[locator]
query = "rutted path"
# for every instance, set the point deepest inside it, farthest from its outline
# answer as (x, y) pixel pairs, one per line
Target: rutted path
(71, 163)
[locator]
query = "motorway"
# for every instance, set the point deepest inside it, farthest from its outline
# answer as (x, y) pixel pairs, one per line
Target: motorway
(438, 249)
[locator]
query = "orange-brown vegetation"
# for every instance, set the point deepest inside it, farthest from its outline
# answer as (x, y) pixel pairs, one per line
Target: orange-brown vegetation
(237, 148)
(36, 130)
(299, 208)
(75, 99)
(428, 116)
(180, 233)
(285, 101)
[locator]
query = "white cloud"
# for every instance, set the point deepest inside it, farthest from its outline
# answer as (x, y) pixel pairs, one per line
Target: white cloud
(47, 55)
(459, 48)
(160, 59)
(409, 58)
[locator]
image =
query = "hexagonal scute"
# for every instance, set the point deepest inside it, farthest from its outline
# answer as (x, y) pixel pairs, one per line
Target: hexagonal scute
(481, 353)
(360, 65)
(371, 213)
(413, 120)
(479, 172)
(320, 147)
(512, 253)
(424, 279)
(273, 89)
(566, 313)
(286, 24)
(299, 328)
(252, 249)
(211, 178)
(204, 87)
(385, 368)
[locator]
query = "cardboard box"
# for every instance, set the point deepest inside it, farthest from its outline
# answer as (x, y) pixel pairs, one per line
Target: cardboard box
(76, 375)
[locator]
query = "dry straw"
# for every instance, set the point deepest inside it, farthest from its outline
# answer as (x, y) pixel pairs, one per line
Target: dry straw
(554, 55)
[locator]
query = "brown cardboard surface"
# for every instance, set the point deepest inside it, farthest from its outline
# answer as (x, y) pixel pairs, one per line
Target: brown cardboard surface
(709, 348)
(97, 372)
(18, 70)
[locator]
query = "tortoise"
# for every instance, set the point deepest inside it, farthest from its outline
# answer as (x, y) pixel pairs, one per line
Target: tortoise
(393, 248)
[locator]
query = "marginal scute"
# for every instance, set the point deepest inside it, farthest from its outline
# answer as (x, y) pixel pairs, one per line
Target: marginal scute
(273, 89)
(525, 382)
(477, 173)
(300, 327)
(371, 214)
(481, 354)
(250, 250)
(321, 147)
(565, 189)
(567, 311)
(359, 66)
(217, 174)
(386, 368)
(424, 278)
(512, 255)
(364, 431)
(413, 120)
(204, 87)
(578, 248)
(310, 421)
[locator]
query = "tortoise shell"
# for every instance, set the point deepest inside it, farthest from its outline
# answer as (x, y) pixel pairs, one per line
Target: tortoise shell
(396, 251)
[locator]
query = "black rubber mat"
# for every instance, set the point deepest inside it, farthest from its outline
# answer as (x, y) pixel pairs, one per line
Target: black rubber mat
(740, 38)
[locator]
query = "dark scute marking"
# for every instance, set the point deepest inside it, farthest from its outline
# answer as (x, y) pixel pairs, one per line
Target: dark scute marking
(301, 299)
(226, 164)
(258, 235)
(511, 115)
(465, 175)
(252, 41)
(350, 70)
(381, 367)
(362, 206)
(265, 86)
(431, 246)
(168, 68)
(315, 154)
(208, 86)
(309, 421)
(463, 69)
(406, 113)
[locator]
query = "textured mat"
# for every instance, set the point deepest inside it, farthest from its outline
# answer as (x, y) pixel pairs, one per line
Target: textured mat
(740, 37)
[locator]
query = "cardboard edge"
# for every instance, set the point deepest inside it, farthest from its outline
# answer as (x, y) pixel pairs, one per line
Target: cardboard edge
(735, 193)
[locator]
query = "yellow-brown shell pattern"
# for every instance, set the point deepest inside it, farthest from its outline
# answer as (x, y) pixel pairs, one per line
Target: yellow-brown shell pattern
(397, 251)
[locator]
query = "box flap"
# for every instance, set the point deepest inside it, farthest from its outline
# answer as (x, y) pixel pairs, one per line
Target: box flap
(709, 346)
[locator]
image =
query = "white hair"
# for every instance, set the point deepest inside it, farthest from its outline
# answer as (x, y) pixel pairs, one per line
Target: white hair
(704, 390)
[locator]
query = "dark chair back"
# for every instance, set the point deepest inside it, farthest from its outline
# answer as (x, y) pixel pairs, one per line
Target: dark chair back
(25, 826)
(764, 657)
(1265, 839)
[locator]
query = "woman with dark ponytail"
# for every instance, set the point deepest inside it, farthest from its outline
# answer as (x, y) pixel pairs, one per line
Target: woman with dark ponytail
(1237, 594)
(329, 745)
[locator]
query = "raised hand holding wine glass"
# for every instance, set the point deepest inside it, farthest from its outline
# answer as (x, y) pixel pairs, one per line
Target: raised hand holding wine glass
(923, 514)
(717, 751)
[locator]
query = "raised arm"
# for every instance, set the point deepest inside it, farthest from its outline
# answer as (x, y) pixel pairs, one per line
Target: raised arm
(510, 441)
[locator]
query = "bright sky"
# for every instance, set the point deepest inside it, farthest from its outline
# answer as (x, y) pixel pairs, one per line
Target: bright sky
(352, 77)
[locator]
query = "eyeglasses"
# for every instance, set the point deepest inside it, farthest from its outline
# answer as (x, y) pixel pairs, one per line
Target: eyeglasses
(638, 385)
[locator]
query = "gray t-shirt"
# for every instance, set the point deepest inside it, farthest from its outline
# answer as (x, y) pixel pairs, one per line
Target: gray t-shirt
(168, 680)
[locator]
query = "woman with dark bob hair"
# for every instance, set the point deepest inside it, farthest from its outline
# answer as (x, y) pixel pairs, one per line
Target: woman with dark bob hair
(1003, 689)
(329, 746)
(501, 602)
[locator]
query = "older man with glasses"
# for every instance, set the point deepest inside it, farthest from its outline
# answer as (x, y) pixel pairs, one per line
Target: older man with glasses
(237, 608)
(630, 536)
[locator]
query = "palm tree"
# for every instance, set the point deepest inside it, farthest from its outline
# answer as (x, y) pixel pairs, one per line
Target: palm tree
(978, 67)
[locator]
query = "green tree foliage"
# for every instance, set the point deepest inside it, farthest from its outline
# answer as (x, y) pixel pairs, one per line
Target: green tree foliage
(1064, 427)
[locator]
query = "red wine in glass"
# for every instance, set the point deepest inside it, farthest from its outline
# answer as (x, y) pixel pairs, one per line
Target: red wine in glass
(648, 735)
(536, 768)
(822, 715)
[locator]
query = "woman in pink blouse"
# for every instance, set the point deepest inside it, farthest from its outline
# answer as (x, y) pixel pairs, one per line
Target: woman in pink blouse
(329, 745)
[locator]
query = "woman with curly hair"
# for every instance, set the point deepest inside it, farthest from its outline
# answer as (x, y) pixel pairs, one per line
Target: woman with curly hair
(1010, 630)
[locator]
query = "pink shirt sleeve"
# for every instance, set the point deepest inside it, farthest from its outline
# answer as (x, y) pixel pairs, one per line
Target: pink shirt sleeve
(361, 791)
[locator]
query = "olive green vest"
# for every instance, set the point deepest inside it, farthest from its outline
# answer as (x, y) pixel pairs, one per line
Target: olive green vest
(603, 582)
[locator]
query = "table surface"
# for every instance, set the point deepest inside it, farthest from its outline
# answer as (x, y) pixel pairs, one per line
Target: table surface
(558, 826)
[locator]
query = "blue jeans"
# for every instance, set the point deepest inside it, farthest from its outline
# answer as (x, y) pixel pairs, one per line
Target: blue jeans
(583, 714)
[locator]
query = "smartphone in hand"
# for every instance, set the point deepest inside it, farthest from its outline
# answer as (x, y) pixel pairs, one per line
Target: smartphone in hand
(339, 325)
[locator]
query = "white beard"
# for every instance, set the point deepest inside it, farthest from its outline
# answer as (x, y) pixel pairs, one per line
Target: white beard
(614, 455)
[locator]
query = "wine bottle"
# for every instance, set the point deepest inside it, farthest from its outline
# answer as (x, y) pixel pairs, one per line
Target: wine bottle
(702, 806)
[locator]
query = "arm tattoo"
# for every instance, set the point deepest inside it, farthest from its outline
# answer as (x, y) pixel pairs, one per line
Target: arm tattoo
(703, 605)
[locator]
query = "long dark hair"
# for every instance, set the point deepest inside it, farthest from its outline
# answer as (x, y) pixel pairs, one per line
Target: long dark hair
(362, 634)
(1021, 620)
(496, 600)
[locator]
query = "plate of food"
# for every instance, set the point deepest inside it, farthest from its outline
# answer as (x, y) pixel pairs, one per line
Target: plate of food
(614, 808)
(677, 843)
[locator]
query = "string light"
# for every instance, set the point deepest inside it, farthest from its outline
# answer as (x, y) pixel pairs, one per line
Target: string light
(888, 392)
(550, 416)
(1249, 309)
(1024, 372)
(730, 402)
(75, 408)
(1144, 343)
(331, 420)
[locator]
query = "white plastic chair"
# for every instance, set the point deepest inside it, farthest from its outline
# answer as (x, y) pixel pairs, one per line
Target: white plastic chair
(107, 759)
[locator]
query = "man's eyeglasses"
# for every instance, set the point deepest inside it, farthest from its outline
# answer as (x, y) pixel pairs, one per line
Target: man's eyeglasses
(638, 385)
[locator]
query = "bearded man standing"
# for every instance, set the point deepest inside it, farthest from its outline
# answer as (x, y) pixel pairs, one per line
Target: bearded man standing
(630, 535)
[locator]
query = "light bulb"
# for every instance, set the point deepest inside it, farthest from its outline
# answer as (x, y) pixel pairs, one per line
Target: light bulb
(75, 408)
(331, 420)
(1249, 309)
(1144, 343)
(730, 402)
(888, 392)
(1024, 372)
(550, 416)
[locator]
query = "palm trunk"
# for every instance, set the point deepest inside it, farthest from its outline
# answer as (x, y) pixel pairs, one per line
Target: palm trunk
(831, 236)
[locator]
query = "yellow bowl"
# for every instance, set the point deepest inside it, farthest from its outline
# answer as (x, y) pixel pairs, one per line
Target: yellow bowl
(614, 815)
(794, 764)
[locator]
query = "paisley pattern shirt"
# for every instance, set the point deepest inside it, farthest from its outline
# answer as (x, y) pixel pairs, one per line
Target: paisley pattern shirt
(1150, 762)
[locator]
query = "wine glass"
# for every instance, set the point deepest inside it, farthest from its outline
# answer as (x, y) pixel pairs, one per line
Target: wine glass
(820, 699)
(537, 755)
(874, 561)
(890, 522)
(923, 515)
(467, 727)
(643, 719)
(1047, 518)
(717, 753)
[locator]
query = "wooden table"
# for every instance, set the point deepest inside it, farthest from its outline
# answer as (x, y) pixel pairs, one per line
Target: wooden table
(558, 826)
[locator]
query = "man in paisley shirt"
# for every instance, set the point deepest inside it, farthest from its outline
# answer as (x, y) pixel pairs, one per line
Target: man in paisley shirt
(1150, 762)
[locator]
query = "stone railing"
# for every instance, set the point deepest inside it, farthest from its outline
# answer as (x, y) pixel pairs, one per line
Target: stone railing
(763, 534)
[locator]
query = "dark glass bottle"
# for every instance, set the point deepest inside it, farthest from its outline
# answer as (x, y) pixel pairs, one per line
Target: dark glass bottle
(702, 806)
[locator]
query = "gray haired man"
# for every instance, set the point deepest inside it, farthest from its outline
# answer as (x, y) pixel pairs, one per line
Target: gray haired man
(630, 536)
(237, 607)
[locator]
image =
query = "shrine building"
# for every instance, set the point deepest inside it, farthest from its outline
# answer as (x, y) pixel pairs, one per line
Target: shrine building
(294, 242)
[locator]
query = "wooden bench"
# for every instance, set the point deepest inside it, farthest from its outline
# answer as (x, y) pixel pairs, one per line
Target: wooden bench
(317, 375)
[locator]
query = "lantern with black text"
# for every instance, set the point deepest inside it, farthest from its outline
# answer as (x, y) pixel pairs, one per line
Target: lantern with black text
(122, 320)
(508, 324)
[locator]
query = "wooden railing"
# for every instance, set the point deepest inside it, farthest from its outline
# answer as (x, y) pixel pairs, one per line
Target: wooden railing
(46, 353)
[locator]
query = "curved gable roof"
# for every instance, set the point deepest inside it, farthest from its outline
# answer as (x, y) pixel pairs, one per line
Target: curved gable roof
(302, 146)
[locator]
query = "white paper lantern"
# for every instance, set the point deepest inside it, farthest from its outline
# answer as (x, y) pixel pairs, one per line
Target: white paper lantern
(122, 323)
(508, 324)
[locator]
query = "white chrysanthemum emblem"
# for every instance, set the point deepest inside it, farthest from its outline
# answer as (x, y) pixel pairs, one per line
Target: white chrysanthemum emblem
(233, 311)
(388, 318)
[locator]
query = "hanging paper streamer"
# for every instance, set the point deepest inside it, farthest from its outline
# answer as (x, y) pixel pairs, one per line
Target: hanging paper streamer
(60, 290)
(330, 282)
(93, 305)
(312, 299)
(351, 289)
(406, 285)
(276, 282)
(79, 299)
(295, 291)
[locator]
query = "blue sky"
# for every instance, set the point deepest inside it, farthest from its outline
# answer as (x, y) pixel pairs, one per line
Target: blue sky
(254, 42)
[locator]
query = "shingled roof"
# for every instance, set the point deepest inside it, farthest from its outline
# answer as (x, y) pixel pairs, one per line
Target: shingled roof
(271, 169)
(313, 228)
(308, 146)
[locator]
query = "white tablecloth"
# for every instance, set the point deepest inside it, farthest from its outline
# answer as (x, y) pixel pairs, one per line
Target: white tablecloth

### EXERCISE INSTRUCTIONS
Count the lines in the rows above that contain the string "shirt". Give only the number.

### CORRECT ANSWER
8